Point localization data:
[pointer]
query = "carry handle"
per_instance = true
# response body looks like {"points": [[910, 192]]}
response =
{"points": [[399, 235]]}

Required action: Beginning with the line that contains "# response body", write out every line through the end of the entries above, exactly.

Your solution:
# response body looks like {"points": [[910, 192]]}
response =
{"points": [[399, 235]]}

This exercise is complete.